Dataset rows showing where objects appear
· · · · ·

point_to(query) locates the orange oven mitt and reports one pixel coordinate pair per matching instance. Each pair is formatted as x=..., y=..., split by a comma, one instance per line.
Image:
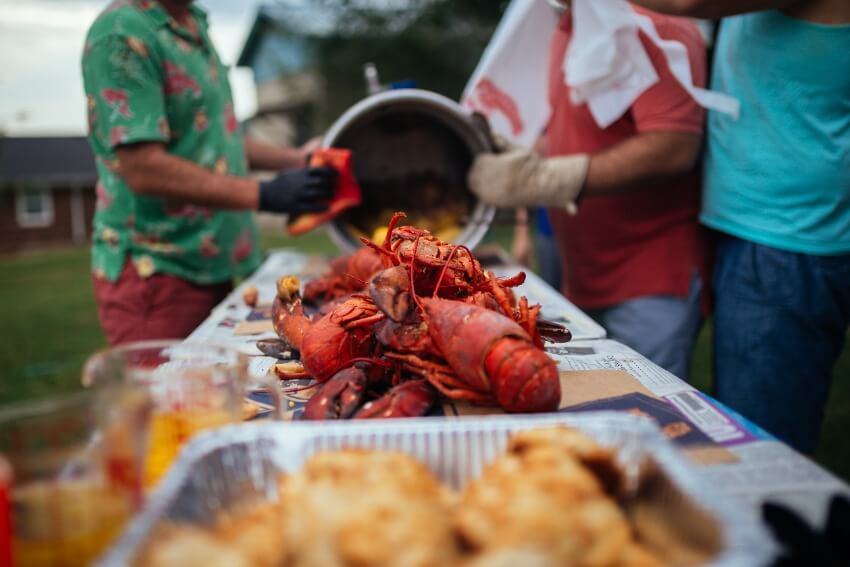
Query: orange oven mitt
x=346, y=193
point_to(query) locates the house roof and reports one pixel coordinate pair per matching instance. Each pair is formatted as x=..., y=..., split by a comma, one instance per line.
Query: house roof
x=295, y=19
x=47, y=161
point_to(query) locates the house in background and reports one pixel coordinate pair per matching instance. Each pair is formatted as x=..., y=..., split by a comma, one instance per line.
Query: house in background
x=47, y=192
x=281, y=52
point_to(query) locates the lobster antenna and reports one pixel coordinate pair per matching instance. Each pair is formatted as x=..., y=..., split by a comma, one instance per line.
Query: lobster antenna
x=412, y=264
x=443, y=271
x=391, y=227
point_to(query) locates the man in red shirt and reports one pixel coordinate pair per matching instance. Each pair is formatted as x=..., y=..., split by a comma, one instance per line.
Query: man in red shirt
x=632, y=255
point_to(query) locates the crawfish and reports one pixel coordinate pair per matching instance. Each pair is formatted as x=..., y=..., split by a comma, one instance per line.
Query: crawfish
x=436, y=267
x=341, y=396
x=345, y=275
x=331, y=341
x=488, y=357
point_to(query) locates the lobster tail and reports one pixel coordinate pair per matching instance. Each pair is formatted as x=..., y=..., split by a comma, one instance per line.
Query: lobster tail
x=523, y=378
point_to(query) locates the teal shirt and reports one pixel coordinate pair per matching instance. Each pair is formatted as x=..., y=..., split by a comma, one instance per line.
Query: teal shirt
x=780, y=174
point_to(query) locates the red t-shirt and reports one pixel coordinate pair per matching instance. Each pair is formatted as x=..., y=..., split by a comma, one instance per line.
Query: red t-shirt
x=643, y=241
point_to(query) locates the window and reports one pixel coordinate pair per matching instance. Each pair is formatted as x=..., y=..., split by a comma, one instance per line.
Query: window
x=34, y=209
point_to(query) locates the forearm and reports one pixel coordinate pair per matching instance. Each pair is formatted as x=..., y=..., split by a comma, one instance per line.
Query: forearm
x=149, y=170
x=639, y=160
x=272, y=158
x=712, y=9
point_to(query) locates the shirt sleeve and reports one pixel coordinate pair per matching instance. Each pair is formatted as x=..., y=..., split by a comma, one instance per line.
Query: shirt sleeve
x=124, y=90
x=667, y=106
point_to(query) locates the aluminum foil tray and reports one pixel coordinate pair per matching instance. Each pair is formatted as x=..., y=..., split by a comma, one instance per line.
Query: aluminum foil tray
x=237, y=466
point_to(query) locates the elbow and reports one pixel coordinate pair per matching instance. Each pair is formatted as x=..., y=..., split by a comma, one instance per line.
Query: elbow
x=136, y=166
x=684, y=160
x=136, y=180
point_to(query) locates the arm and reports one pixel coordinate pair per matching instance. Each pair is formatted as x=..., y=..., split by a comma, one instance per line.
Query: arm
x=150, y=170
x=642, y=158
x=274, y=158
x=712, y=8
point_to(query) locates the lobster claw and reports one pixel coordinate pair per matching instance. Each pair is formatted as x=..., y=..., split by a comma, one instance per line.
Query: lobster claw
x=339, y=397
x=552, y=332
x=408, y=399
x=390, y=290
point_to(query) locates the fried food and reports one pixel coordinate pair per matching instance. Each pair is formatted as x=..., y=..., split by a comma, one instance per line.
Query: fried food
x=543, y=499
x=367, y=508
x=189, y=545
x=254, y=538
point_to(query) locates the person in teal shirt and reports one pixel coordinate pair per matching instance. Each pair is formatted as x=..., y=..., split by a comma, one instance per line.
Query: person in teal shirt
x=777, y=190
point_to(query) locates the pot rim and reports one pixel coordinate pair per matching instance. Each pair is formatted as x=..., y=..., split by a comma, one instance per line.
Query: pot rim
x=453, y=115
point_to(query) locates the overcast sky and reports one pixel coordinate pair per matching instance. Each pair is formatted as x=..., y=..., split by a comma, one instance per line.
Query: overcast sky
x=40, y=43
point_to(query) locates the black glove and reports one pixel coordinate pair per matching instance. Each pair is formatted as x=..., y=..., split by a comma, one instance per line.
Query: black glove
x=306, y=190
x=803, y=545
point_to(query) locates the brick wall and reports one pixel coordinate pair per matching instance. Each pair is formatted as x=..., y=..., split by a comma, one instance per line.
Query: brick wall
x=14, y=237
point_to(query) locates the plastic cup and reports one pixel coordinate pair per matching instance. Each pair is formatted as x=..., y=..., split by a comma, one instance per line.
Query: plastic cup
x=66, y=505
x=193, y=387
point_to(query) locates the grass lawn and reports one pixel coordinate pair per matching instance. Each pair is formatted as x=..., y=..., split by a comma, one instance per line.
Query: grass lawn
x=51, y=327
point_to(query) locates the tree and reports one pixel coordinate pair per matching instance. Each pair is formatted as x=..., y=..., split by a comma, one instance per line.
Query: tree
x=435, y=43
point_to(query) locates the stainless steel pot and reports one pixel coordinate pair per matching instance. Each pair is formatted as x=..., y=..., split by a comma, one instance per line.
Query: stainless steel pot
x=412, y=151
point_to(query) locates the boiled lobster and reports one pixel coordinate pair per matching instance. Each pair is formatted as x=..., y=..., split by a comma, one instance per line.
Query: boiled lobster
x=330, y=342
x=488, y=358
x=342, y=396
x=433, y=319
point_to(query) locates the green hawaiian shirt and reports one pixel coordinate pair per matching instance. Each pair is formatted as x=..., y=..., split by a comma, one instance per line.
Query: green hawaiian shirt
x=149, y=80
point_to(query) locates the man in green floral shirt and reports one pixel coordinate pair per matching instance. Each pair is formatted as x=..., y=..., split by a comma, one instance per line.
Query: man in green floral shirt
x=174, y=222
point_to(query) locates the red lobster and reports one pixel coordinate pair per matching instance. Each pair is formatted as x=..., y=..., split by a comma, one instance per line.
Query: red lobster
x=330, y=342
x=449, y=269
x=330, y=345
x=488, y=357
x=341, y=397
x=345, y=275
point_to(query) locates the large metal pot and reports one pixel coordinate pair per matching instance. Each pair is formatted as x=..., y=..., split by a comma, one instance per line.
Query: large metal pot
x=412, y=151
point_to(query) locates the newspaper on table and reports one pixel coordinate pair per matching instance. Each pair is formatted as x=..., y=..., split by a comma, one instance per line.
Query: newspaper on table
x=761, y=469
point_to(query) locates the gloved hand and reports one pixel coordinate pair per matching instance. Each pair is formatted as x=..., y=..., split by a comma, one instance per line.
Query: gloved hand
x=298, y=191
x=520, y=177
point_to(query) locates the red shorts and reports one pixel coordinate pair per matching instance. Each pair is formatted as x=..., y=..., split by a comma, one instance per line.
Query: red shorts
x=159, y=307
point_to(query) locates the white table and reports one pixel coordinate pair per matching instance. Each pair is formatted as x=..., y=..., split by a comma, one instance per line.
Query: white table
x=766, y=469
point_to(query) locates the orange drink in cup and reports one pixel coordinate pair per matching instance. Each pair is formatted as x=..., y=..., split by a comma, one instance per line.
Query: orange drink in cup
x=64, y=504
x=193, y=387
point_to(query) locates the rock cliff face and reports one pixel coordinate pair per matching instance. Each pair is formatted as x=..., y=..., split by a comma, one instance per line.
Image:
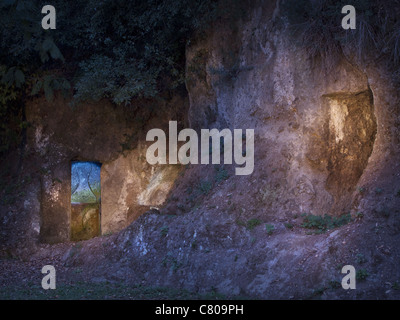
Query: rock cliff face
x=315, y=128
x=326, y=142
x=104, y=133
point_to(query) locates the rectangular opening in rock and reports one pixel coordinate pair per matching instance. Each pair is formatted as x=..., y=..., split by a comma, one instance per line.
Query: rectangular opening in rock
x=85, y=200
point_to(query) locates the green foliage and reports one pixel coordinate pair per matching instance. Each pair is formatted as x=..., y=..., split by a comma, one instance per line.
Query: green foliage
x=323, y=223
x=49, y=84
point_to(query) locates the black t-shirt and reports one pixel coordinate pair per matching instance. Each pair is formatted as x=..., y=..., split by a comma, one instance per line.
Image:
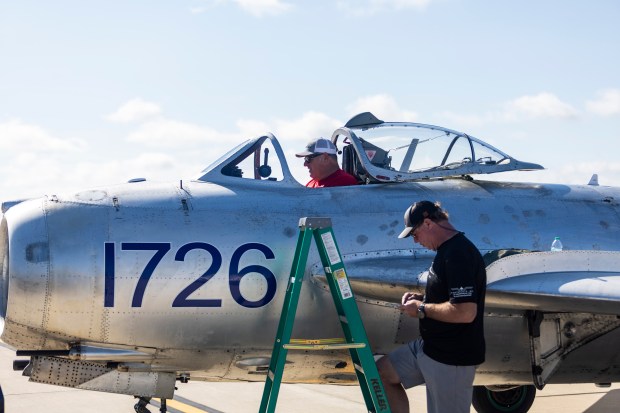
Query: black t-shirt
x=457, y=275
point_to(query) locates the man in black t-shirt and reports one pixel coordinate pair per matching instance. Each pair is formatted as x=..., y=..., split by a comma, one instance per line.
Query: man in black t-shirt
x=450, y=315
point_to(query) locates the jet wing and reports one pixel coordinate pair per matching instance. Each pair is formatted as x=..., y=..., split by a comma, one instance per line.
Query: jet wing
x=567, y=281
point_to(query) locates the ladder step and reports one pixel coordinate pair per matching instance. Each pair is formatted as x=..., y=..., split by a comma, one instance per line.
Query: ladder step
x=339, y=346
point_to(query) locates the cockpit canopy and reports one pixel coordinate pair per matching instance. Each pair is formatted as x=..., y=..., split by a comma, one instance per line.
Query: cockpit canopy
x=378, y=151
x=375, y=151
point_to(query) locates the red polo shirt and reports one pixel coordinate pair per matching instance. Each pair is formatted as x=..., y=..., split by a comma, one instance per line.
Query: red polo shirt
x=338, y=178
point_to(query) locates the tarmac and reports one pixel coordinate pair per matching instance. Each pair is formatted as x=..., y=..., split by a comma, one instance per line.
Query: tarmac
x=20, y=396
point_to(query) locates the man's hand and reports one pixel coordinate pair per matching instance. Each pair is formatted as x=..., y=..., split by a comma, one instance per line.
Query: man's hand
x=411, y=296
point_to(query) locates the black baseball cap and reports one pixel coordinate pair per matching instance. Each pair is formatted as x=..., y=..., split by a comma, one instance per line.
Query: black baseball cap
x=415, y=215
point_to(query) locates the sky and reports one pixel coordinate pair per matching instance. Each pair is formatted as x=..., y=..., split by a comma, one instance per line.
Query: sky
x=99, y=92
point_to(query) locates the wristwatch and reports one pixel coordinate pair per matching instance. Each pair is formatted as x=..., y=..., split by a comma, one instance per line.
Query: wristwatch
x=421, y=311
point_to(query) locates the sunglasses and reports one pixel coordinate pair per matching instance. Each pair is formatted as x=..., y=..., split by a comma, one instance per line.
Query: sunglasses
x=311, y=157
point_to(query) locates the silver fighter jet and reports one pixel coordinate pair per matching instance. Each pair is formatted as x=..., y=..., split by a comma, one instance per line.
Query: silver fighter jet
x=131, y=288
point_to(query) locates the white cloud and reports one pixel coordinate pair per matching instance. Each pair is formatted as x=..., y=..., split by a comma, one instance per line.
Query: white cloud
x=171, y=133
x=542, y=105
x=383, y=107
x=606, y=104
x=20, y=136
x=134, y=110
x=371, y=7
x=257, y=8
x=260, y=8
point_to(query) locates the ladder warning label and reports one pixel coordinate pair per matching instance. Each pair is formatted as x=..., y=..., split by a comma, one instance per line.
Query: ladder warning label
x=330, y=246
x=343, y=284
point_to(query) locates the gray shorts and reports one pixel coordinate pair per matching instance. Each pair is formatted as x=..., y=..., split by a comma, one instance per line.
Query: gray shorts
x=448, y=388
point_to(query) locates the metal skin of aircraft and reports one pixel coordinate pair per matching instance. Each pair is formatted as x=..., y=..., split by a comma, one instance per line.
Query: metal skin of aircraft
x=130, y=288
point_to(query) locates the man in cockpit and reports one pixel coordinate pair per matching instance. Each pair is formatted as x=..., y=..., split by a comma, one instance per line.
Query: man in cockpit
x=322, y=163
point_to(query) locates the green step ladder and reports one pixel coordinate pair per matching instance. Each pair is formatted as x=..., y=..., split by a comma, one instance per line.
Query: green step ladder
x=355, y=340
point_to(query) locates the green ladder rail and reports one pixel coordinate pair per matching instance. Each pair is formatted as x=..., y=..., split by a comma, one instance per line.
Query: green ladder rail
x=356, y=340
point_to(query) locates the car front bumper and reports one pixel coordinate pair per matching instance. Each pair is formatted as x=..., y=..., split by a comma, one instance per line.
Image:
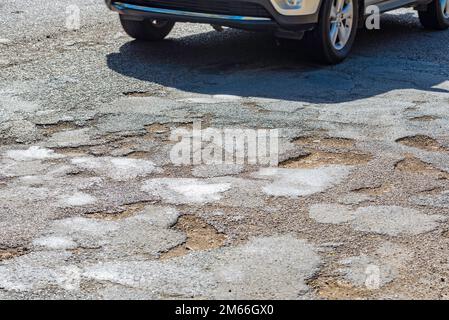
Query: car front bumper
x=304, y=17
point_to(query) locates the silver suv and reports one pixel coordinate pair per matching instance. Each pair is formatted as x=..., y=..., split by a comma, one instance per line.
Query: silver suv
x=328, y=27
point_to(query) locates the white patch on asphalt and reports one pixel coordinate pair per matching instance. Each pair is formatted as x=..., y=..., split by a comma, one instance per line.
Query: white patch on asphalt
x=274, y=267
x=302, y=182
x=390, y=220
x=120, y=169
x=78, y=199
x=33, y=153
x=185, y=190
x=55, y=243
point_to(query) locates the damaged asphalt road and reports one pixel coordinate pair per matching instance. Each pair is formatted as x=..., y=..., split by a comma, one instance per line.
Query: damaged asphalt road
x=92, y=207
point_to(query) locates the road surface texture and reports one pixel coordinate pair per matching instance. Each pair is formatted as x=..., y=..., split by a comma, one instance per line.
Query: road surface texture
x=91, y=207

· · · · ·

### WHAT THE TASK ASKS
Turn the stretch of data from the line containing "point_to(query) locates the green hawaiian" through the line containing "x=159, y=307" into a Markdown table with columns Row and Text. Give each line its own row with a running number, and leave out blank lines.

### EXERCISE SOLUTION
| Row | Text |
|---|---|
| 1 | point_to(query) locates the green hawaiian shirt and reports one pixel coordinate pair per matching instance. Each pair is formatted as x=..., y=..., split by a comma, one instance per line. |
| 2 | Query: green hawaiian shirt |
| 3 | x=149, y=80 |
| 4 | point_to(query) locates the man in green floral shirt and reports one pixel coordinate pair per matching instance. Each pair is formatted as x=..., y=..., split by a comma, one instance per line. |
| 5 | Query: man in green floral shirt |
| 6 | x=174, y=222 |
| 7 | point_to(query) locates the red lobster and reports one pixel coordinate pair per matching instance. Each pair is formatted as x=..., y=..., split by a comma, one instance per line. |
| 8 | Query: red lobster |
| 9 | x=330, y=342 |
| 10 | x=449, y=269 |
| 11 | x=330, y=345 |
| 12 | x=488, y=357 |
| 13 | x=341, y=397 |
| 14 | x=345, y=275 |
| 15 | point_to(query) locates the large metal pot and reports one pixel coordinate pair per matching instance. Each pair is formatted as x=..., y=..., split by a comma, one instance per line. |
| 16 | Query: large metal pot |
| 17 | x=412, y=151 |
| 18 | point_to(query) locates the newspaper on table and reports one pixel coordinate pair per matching instance. Each pair is formatted as x=..., y=..., split by a comma, one instance per line. |
| 19 | Query: newspaper on table |
| 20 | x=761, y=469 |
| 21 | point_to(query) locates the gloved hand and reports one pixel coordinate pair per matching instance. Each pair is formatted as x=..., y=..., split by a comma, one instance per line. |
| 22 | Query: gloved hand |
| 23 | x=298, y=191 |
| 24 | x=520, y=177 |
| 25 | point_to(query) locates the red shorts and reports one pixel coordinate pair per matching instance. Each pair is formatted as x=..., y=..., split by a comma, one instance per line. |
| 26 | Query: red shorts |
| 27 | x=159, y=307 |